## [Records to process]

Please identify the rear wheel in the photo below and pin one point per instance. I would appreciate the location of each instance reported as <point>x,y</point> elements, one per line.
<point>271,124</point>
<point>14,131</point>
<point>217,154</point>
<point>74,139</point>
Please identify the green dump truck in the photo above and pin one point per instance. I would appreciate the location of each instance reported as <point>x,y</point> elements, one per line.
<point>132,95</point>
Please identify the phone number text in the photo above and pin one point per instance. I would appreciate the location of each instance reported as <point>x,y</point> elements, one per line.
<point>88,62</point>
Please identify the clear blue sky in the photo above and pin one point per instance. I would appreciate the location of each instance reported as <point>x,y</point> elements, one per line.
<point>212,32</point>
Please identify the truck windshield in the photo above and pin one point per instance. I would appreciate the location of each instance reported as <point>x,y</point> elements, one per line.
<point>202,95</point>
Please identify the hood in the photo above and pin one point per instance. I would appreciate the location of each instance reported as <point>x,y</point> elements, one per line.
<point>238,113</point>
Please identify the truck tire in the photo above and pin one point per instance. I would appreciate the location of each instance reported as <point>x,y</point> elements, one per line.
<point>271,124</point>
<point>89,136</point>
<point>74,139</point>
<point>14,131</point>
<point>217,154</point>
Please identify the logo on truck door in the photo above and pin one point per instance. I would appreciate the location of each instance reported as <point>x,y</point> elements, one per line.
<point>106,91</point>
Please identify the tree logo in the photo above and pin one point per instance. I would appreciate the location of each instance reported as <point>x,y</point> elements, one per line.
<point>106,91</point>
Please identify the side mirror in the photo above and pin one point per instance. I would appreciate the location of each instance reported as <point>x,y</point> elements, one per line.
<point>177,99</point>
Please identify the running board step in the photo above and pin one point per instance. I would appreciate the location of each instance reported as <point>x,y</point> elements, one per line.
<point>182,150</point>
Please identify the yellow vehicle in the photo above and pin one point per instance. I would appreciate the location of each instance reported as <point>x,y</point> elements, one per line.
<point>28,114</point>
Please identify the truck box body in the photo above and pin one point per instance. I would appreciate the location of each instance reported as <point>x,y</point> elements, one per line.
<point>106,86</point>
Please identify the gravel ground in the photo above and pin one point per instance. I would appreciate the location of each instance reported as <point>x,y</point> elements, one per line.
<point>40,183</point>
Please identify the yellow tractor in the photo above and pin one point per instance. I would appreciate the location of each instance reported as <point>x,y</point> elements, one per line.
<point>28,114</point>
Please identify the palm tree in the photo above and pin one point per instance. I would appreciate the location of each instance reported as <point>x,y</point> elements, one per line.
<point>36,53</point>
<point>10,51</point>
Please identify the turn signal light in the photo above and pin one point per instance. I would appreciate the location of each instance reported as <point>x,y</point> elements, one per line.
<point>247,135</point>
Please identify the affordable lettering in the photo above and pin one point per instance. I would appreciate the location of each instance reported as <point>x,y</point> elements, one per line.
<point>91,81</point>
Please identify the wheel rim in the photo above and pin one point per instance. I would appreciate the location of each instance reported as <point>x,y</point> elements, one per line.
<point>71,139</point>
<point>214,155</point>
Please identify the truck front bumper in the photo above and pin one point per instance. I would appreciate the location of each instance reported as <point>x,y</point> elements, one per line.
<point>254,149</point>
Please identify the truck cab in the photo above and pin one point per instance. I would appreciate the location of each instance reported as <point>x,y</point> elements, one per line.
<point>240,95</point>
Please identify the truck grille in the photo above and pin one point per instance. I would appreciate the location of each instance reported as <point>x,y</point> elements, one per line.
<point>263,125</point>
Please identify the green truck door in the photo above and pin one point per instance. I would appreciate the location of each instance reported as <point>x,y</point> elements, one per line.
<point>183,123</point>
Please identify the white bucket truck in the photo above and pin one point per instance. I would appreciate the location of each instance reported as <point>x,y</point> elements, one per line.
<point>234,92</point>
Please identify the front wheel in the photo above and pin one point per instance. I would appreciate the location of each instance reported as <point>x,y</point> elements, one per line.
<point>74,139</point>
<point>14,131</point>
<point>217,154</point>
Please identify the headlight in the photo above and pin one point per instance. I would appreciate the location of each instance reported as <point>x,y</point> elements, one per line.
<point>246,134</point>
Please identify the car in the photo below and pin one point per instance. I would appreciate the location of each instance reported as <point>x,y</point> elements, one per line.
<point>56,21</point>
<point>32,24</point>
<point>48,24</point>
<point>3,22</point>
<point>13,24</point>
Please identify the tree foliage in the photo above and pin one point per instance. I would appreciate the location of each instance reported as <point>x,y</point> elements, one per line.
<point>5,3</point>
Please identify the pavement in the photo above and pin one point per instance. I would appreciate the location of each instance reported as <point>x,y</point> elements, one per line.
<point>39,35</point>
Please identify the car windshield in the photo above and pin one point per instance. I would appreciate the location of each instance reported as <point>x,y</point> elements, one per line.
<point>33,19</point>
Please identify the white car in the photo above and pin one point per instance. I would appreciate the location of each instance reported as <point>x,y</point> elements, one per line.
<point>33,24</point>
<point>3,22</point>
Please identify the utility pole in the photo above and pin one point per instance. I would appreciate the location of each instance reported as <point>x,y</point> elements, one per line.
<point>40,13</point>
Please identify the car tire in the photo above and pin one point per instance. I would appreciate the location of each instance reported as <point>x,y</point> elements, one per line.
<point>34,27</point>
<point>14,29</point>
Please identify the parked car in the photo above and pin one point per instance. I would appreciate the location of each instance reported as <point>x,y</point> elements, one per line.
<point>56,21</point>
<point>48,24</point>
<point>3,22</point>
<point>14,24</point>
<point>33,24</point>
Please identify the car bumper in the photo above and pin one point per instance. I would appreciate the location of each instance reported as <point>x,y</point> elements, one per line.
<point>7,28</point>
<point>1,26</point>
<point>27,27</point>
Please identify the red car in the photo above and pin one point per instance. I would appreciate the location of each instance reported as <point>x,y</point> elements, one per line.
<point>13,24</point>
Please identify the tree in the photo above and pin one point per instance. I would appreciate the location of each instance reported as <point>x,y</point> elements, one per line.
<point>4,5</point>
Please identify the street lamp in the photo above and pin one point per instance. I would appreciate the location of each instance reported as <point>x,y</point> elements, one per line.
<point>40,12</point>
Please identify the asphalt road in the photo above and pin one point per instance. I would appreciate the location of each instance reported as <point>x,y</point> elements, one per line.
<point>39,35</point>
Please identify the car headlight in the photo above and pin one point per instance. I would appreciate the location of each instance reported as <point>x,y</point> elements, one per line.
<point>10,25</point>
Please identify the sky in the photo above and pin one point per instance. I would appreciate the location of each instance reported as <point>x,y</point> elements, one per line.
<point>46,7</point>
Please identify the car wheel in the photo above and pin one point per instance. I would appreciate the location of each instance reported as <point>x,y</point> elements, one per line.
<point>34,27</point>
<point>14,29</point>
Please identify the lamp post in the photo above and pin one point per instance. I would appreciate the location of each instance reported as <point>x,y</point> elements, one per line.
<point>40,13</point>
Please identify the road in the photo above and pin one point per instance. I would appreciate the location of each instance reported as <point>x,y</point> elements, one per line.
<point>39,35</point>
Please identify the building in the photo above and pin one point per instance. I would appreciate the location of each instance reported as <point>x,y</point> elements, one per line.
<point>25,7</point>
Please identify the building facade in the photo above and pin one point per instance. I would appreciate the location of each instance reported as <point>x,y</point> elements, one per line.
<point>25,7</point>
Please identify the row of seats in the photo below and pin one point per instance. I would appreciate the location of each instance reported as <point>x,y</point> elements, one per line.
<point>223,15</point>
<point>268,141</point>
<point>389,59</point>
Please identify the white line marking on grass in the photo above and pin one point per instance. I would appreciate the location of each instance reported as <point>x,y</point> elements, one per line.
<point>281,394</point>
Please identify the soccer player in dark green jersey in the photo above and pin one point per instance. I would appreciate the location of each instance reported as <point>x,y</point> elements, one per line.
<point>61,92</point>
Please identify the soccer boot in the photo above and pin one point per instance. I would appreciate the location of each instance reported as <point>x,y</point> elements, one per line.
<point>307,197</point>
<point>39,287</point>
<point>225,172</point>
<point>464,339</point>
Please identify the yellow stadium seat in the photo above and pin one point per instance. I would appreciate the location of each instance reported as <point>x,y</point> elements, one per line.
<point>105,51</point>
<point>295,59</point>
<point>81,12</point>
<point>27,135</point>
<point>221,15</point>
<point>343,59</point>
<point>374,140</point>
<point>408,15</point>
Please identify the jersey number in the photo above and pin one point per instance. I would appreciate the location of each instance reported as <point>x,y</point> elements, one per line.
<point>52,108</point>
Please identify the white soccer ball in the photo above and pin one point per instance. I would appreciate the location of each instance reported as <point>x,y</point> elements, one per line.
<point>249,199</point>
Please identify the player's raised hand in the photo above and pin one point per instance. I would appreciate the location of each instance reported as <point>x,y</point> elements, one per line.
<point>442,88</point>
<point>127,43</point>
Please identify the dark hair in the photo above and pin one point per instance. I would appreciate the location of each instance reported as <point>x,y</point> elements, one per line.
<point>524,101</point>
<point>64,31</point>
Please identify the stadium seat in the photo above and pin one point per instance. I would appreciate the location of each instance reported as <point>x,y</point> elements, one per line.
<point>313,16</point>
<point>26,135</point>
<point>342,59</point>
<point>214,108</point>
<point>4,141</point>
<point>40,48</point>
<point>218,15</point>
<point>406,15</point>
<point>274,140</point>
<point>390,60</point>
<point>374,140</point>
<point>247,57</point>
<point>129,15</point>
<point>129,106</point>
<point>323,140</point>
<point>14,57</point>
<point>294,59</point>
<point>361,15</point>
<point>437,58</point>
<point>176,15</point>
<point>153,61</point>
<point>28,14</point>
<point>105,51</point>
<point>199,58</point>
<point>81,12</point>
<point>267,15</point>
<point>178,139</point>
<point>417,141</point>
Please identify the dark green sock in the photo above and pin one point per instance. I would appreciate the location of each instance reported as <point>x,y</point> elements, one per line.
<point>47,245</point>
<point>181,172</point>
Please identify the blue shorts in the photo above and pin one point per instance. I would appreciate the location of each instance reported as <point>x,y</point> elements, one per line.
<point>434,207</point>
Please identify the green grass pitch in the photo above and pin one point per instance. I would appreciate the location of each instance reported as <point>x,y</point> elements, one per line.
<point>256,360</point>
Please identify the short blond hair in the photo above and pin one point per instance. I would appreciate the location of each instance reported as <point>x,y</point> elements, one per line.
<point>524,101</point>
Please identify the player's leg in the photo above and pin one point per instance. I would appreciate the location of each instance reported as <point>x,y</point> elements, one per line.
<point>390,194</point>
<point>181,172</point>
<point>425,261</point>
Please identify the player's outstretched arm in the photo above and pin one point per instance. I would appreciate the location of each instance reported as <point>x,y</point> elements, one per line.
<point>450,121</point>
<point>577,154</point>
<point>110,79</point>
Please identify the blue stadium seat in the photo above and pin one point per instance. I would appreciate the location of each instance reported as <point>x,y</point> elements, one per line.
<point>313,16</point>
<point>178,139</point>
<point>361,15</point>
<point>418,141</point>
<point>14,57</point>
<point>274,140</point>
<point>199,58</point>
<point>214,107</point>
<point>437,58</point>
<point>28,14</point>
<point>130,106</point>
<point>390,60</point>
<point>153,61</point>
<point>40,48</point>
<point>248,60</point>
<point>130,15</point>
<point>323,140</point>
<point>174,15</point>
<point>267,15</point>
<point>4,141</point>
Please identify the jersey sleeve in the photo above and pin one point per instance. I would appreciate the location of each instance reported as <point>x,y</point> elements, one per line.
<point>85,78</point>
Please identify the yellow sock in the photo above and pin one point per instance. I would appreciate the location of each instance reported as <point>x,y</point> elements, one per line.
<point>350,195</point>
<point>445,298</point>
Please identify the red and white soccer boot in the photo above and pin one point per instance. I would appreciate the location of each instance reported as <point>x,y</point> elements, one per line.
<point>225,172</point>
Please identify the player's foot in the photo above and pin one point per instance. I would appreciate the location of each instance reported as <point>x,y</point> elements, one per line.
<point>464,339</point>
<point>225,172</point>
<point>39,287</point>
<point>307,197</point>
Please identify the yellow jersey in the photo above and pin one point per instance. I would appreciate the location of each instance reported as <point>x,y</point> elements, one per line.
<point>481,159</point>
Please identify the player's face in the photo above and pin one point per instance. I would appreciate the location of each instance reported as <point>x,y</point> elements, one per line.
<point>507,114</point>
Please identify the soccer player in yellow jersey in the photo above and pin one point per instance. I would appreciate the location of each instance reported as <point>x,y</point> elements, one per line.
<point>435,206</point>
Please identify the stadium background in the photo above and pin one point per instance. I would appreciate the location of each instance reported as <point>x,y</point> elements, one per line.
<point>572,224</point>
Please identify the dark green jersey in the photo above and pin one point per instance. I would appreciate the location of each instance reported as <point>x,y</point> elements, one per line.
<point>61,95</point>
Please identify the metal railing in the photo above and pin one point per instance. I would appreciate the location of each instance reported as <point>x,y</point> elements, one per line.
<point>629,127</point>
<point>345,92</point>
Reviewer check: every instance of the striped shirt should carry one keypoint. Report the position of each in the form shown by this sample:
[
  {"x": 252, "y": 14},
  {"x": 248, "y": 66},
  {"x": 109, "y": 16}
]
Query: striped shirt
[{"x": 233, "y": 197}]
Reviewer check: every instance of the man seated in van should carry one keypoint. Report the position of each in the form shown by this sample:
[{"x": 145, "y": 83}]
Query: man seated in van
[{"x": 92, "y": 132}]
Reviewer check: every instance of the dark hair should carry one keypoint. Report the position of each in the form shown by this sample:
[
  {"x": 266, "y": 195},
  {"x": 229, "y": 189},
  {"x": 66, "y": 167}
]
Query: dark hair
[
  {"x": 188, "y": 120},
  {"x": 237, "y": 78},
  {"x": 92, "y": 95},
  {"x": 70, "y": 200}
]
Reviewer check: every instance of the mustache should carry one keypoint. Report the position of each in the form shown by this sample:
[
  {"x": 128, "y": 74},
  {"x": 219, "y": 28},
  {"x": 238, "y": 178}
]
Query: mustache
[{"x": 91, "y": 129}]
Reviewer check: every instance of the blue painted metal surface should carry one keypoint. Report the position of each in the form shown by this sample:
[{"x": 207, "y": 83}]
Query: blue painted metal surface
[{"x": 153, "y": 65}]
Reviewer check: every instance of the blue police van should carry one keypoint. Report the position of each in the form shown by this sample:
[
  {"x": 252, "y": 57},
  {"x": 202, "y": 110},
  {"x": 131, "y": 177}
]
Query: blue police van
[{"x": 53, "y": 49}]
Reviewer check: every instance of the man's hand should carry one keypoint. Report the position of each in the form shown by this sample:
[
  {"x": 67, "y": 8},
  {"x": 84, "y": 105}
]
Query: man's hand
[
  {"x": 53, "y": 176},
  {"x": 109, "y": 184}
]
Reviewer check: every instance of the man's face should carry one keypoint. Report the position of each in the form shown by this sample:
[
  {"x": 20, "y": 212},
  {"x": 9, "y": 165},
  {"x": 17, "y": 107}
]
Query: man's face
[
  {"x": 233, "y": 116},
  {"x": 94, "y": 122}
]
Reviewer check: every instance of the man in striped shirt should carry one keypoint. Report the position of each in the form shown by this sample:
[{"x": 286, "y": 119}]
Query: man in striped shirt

## [Task]
Read through the entries and count the lines where "keypoint" appears; respond with the number only.

## [Task result]
9